About this task:
Beginning at whichever line contains "In this exercise you will mark the white cheese", reproduce each line of the records below word for word, ending with the last, and add nothing.

[Point localization data]
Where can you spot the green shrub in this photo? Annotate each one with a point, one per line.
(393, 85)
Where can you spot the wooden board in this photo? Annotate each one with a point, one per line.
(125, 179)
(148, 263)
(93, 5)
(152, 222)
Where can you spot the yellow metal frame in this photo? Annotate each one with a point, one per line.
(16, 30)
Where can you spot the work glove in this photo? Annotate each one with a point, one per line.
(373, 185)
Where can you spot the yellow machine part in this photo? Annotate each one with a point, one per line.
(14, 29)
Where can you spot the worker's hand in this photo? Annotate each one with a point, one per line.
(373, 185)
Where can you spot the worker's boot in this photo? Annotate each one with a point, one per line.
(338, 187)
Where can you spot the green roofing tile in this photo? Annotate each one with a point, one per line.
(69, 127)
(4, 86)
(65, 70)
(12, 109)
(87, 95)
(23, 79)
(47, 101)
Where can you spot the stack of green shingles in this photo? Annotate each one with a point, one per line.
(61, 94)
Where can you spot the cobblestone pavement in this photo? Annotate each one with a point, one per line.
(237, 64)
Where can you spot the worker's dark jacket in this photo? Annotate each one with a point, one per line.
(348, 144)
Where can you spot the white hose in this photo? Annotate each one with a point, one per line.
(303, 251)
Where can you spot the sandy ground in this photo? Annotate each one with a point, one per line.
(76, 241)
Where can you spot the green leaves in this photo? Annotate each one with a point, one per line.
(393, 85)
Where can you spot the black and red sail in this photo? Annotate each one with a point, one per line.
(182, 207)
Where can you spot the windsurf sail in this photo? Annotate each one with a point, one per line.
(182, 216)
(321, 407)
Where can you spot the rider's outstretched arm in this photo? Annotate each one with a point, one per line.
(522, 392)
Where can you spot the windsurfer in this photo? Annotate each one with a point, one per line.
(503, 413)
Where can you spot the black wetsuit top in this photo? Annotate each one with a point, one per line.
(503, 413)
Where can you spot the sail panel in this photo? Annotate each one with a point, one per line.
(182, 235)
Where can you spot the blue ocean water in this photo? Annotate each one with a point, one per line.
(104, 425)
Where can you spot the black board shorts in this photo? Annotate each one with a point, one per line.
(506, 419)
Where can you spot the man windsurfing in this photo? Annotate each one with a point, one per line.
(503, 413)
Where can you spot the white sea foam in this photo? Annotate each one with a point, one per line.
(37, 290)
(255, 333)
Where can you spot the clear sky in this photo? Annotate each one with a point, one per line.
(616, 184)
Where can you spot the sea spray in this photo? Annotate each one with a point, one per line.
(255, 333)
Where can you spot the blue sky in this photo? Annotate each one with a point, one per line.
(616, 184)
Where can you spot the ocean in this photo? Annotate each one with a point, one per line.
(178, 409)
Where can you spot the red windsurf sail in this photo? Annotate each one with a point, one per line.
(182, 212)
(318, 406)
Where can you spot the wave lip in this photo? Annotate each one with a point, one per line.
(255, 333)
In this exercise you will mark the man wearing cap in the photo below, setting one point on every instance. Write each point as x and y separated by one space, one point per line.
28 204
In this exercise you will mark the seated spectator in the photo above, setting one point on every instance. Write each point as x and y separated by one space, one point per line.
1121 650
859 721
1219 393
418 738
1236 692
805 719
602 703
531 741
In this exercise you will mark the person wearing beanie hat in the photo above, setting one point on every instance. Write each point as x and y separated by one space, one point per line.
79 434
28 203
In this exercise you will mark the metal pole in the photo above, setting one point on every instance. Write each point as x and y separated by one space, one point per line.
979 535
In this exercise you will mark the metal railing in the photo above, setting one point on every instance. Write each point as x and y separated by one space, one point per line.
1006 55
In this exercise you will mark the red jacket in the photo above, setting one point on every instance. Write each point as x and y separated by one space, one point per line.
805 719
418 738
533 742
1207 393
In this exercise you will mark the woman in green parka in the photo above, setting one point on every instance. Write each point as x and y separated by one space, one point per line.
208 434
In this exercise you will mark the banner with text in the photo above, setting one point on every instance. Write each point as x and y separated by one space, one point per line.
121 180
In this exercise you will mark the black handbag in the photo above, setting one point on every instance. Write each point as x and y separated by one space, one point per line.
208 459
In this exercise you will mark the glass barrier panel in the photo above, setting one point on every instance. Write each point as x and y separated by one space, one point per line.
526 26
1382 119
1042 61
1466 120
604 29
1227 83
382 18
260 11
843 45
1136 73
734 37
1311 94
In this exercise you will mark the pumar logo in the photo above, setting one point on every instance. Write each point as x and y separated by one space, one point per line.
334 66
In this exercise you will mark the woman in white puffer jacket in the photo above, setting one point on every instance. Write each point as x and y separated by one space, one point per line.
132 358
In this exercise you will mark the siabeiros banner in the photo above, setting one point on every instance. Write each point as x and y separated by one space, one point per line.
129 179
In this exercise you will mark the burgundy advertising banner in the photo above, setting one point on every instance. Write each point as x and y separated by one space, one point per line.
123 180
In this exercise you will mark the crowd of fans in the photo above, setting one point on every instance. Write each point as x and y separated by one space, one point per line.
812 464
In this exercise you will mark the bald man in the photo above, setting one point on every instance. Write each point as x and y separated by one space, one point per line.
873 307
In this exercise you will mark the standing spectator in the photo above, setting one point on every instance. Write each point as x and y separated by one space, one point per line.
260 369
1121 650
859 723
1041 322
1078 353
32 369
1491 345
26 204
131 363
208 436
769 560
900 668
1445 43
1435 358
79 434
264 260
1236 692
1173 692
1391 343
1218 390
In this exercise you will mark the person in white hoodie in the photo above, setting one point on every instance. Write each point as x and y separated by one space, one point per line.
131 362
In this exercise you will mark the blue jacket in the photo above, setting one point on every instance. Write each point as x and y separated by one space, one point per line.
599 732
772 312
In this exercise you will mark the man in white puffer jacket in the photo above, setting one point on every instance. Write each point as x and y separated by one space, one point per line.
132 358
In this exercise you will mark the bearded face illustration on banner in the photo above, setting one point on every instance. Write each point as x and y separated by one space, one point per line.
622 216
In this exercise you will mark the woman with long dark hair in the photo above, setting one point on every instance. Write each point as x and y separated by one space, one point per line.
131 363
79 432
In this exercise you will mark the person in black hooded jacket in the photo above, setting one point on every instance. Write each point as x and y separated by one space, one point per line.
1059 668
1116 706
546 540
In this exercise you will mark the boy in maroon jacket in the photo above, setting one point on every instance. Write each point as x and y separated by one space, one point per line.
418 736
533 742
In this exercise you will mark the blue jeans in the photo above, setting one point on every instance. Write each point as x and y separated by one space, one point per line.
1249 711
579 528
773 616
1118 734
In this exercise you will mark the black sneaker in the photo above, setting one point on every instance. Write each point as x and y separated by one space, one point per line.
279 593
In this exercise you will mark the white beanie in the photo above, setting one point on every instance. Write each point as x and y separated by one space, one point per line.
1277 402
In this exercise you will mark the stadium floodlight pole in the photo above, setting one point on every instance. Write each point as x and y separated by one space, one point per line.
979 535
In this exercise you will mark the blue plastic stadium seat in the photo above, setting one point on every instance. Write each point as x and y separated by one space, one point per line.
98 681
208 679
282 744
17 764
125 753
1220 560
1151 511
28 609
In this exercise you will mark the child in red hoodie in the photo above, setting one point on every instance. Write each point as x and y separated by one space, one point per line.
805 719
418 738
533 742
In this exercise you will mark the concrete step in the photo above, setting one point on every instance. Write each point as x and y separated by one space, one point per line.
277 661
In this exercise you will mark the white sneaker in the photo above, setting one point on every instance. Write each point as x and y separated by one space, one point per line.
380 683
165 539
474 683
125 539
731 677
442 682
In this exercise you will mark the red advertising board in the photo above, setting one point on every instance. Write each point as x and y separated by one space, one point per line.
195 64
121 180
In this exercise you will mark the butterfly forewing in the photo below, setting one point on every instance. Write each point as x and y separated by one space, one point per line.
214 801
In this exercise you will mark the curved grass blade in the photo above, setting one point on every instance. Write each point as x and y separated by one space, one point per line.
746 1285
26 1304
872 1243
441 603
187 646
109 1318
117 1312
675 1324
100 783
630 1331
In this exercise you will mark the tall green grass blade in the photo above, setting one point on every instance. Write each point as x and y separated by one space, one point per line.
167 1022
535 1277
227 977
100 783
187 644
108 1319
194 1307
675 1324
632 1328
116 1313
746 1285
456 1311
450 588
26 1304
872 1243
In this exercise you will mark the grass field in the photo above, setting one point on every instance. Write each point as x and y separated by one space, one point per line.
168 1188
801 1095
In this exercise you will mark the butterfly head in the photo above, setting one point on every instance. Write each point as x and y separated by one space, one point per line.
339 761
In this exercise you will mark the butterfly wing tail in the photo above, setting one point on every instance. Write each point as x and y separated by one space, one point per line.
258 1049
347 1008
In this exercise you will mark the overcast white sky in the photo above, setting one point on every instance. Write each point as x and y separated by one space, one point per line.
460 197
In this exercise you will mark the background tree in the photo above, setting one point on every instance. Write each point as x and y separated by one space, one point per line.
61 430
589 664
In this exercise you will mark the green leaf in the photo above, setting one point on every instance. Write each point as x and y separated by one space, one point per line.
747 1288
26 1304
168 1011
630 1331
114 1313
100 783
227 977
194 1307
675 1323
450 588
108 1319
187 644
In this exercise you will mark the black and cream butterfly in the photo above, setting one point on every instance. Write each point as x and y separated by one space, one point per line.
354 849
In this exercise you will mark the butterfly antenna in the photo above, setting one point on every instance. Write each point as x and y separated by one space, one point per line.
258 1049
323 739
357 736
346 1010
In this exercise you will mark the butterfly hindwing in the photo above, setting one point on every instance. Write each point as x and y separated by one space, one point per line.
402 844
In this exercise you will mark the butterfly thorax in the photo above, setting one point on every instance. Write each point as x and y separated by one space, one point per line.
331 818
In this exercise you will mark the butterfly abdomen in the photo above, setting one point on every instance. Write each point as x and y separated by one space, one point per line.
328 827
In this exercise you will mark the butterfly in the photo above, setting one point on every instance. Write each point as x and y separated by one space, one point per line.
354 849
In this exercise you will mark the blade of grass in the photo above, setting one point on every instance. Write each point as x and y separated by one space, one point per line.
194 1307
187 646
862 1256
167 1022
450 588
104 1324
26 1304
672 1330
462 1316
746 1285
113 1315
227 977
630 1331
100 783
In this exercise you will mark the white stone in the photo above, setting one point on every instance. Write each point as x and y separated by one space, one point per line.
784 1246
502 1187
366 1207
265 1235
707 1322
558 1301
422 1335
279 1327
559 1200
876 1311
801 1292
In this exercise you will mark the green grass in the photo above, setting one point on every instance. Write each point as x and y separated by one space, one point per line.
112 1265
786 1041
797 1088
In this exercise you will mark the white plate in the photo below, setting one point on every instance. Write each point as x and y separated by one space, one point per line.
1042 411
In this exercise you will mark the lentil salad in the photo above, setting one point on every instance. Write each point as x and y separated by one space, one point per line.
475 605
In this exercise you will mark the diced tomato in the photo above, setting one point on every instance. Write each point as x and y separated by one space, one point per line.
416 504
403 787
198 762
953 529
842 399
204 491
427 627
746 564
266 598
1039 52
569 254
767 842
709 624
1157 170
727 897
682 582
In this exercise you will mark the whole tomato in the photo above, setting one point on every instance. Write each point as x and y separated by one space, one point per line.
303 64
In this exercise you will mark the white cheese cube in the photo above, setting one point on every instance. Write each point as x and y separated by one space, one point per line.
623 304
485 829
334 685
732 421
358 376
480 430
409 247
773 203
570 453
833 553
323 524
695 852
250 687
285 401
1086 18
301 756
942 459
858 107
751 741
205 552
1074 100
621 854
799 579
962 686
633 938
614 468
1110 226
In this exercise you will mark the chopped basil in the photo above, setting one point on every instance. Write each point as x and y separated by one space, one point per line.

Answer section:
In this exercise you will mark the white cheese cube in the photo above, setting one point on every instance. Write each point as x and y separated by one space, one point per line.
623 304
485 829
334 685
732 421
358 376
480 430
409 247
773 203
570 453
833 553
323 524
695 852
250 687
285 401
1086 18
301 756
942 459
858 107
751 741
205 552
1074 100
621 854
799 579
962 686
633 938
614 468
1110 226
In this exercise you will mark the chopped basil in the photo above, setting one point on every instance. Write each point as x and y separated by one space, one point per line.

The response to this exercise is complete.